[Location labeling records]
##########

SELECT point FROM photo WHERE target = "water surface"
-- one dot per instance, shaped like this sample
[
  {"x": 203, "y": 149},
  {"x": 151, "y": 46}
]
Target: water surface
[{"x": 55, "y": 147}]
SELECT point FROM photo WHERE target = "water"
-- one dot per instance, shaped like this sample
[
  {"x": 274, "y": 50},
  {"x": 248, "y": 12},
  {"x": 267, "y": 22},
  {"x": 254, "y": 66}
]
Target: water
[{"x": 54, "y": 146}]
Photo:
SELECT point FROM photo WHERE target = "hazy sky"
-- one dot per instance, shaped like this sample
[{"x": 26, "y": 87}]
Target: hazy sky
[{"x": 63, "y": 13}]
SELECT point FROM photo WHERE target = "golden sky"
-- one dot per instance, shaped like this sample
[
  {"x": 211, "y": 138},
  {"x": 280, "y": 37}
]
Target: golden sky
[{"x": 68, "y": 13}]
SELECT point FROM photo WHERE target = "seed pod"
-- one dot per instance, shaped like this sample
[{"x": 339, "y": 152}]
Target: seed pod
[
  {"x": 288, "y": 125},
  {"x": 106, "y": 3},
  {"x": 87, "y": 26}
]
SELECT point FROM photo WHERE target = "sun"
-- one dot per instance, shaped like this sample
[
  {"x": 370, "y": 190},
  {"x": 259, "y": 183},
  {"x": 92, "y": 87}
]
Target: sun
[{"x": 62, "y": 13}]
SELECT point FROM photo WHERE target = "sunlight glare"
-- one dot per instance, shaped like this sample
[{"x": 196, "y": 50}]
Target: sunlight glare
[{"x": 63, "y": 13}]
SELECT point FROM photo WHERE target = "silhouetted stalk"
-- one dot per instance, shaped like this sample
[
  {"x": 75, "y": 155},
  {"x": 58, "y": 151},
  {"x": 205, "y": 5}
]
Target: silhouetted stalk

##########

Required task
Type out the whole listing above again, exactly as it stands.

Task output
SELECT point FROM photo WHERE target = "water surface"
-- one dot per instance, shaped like this sample
[
  {"x": 203, "y": 149},
  {"x": 151, "y": 46}
]
Target: water surface
[{"x": 55, "y": 147}]
SELECT point FROM photo WHERE target = "water"
-- one dot per instance, shaped like this sample
[
  {"x": 274, "y": 50},
  {"x": 248, "y": 12},
  {"x": 267, "y": 22},
  {"x": 254, "y": 66}
]
Target: water
[{"x": 54, "y": 146}]
Photo:
SELECT point FROM photo WHERE target = "hazy sky"
-- one dot per instance, shaped like this sample
[{"x": 26, "y": 87}]
Target: hazy sky
[{"x": 63, "y": 13}]
SELECT point FROM photo WHERE target = "golden sky"
-- one dot per instance, shaped like this sample
[
  {"x": 211, "y": 138},
  {"x": 280, "y": 37}
]
Target: golden sky
[{"x": 68, "y": 13}]
SELECT point FROM photo WHERE target = "seed pod"
-- one dot per instance, shaped like this sample
[{"x": 339, "y": 152}]
Target: seed pod
[
  {"x": 288, "y": 125},
  {"x": 106, "y": 3},
  {"x": 87, "y": 26}
]
SELECT point FROM photo WHERE target = "sun"
-- one dot per instance, shaped like this sample
[
  {"x": 370, "y": 190},
  {"x": 259, "y": 183},
  {"x": 92, "y": 87}
]
Target: sun
[{"x": 62, "y": 13}]
SELECT point FROM photo WHERE target = "sunlight glare"
-- one dot per instance, shaped like this sample
[{"x": 196, "y": 50}]
Target: sunlight glare
[{"x": 63, "y": 13}]
SELECT point FROM photo WHERE target = "silhouetted stalk"
-- one dot per instance, shaped like this sample
[
  {"x": 75, "y": 155},
  {"x": 58, "y": 151},
  {"x": 205, "y": 5}
]
Target: silhouetted stalk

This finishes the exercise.